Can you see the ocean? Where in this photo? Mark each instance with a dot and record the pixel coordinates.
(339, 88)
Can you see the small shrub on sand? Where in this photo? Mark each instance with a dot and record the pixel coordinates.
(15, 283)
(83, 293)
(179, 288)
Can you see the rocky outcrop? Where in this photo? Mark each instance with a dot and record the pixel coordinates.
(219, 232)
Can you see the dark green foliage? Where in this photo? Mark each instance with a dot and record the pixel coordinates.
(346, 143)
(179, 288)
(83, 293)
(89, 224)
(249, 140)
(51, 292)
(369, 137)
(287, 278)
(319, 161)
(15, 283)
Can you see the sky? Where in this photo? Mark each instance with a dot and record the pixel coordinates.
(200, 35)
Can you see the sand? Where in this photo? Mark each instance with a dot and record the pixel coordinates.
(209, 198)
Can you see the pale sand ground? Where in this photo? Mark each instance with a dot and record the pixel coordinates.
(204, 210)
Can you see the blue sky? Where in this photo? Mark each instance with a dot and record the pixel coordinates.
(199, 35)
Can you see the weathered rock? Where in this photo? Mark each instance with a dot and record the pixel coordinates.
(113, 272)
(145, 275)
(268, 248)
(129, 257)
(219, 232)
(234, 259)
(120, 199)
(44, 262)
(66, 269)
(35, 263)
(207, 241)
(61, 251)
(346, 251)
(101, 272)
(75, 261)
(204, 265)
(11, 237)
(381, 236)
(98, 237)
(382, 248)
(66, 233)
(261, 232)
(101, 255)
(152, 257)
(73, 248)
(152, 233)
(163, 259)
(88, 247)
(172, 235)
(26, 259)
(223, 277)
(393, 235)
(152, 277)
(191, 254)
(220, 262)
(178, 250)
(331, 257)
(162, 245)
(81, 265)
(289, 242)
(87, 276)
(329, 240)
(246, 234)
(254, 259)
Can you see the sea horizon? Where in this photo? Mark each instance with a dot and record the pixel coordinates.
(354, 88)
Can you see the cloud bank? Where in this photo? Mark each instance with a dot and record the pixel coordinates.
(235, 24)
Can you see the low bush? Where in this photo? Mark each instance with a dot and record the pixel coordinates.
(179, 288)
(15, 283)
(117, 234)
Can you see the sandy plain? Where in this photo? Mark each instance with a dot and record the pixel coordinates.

====

▶ [What the task asks]: Write out all of the material above, line for line, with nothing changed.

▶ [Full solution]:
Can you see the ocean? Where in this photo? Mark each instance with a dot and record the pixel coordinates.
(339, 88)
Can you see the small shrub on sand? Where in this photo? Mark each instance with a dot and record the pixel coordinates.
(15, 283)
(83, 293)
(179, 288)
Can you see the rocky outcrop? Where in this photo? Mark each instance with a dot and record the pixel coordinates.
(219, 232)
Can you see the dark green foliage? Where in this photo? Mark each instance with a dot and record the pixel coordinates.
(346, 143)
(179, 288)
(83, 293)
(89, 224)
(249, 140)
(51, 292)
(369, 137)
(287, 278)
(319, 161)
(15, 283)
Can you see the sky? Where in this photo? Mark each instance with a dot and record the pixel coordinates.
(200, 35)
Can you see the sand? Where in this photo? Mark each instance with a dot and record the pixel coordinates.
(209, 198)
Can you see the pale sand ground? Where in this photo? Mark each instance with a dot and record the pixel coordinates.
(204, 210)
Can you see the blue sky? Where in this photo? Mark each instance with a dot and record the pixel coordinates.
(199, 35)
Can you see the weathered rock? Where in this photo? Mark each instance with a dot and record the pixel coordinates.
(113, 272)
(145, 275)
(268, 248)
(129, 257)
(219, 232)
(234, 259)
(120, 199)
(44, 262)
(66, 269)
(35, 263)
(207, 241)
(61, 251)
(346, 251)
(101, 272)
(75, 261)
(204, 265)
(11, 237)
(381, 236)
(98, 237)
(382, 248)
(66, 233)
(261, 232)
(101, 255)
(152, 257)
(73, 248)
(152, 233)
(163, 259)
(88, 247)
(172, 235)
(26, 259)
(223, 277)
(393, 235)
(152, 277)
(191, 254)
(220, 262)
(178, 250)
(331, 257)
(162, 245)
(81, 265)
(289, 242)
(87, 276)
(329, 240)
(246, 234)
(254, 259)
Can you see the sea horizon? Where in this photo? Mark each instance with a dot and record the pixel coordinates.
(354, 88)
Can you see the cloud bank? Where in this photo? Mark each instance with a dot and record the pixel coordinates.
(235, 24)
Can you see the low bush? Where in this photo? Mark each instance with a dot and record the pixel coordinates.
(179, 288)
(15, 283)
(117, 234)
Can you see the sandy plain? Where in this photo? Mark each instance with a dot and record the pixel coordinates.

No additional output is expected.